Start of Block

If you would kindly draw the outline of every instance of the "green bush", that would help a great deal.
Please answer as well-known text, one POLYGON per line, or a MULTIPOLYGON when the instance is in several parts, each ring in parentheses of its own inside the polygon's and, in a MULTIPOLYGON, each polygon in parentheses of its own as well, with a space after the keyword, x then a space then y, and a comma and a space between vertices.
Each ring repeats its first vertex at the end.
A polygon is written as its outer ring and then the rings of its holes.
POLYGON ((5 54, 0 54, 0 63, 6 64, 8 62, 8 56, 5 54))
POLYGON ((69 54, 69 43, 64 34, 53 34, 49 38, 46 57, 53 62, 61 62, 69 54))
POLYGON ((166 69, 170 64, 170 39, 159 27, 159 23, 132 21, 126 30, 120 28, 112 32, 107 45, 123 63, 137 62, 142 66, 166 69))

End of Block

__To do__.
Quote exactly what appears from the line containing "A polygon is" through the final line of the listing above, including both of those lines.

__Response below__.
A polygon is written as its outer ring and then the rings of its holes.
POLYGON ((5 54, 0 54, 0 63, 6 64, 8 62, 8 56, 5 54))
POLYGON ((69 54, 69 43, 64 34, 53 34, 49 38, 46 57, 53 62, 61 62, 69 54))
POLYGON ((166 69, 170 64, 170 39, 159 27, 159 23, 132 21, 126 30, 120 28, 112 32, 107 45, 123 63, 137 62, 142 66, 166 69))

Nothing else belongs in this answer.